Requirement a: Reproduce the part of the passage on Hawaiian petroglyphs that opens with the words "Petroglyphs are shapes" and closes with "Hawaiian: kiʻi pokahu.".

Quoted passage:
National park sites in Hawaiʻi protect more than famous lava flows, beaches, waterfalls and lush forests. In Hawaiʻi, national parks also protect and preserve Native Hawaiian cultural sites rich with meaning, history, and even mystery. One of the most intriguing mysteries swirls around the meanings of those most Hawaiian of symbol systems: petroglyphs.
Petroglyphs are shapes made by pecking into stone using very hard rock tools to break through the shiny volcanic crust of a lava field. In pre-contact Hawaiʻi, where there was no writing, no paper and ink, petroglyphs may have been meaning-laden public messages, possibly a way to commemorate a place, event, or person. The word for petroglyphs in Hawaiian: kiʻi pokahu.

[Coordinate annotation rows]
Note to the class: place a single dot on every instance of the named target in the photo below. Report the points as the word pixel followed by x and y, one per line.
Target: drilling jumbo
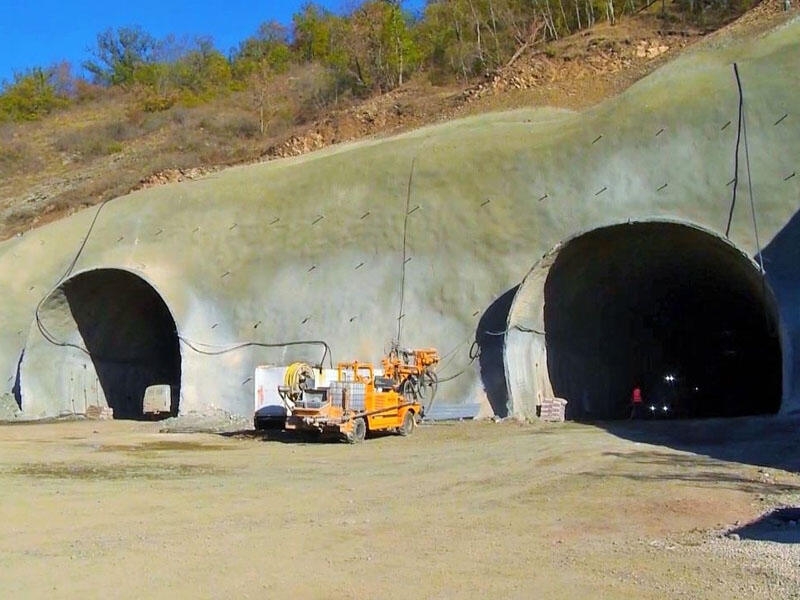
pixel 359 401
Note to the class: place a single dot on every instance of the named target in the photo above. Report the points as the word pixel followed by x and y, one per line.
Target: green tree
pixel 120 53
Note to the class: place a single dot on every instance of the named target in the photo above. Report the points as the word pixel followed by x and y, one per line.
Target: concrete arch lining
pixel 102 336
pixel 634 303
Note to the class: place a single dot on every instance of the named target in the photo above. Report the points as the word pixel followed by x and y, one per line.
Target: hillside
pixel 103 149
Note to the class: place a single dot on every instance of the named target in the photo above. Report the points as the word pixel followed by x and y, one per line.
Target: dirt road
pixel 470 510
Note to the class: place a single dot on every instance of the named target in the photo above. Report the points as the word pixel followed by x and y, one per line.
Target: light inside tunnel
pixel 130 336
pixel 668 308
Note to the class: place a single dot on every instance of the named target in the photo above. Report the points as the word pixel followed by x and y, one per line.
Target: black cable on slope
pixel 405 251
pixel 736 154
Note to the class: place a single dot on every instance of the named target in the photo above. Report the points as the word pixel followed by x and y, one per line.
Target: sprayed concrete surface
pixel 312 248
pixel 475 510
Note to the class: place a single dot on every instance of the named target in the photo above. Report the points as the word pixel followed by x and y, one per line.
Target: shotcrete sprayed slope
pixel 311 248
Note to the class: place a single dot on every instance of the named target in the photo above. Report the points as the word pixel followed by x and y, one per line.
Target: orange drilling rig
pixel 359 401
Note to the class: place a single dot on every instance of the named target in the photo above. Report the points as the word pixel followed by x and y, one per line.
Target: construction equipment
pixel 413 370
pixel 359 401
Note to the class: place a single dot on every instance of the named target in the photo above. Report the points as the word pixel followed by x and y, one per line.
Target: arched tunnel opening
pixel 128 332
pixel 665 307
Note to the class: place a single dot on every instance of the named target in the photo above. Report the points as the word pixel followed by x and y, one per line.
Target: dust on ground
pixel 468 510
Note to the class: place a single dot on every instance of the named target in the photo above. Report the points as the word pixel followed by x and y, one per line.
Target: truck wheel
pixel 359 431
pixel 407 428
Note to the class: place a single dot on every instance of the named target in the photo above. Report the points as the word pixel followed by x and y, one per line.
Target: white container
pixel 157 400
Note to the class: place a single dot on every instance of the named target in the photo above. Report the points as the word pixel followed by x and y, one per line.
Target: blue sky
pixel 39 33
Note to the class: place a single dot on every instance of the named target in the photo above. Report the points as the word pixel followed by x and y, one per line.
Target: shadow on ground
pixel 767 441
pixel 780 525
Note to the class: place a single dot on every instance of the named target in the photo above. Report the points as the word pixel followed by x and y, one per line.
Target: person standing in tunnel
pixel 636 403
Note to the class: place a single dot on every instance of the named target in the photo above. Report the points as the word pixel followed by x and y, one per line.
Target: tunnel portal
pixel 129 334
pixel 669 308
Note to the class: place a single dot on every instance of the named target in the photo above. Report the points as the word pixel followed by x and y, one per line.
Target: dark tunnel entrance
pixel 130 335
pixel 667 307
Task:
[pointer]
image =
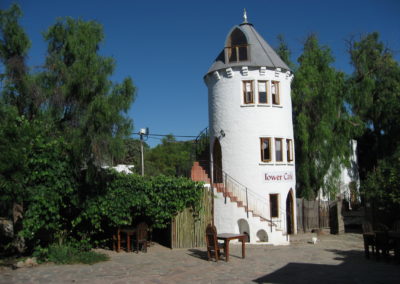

Requirement b: Locate each line in the rows above that contains the string "tunnel", and copy those lines out.

Expected output a:
Petroglyphs are shapes made by pecking into stone using very hard rock tools to break through the shiny volcanic crust of a lava field. In pre-contact Hawaiʻi, where there was no writing, no paper and ink, petroglyphs may have been meaning-laden public messages, possibly a way to commemorate a place, event, or person. The word for petroglyphs in Hawaiian: kiʻi pokahu.

Expected output b:
Target: light inside tunnel
Target: arched tunnel opening
Target: person standing in tunnel
Target: tunnel portal
Target: dark tunnel entrance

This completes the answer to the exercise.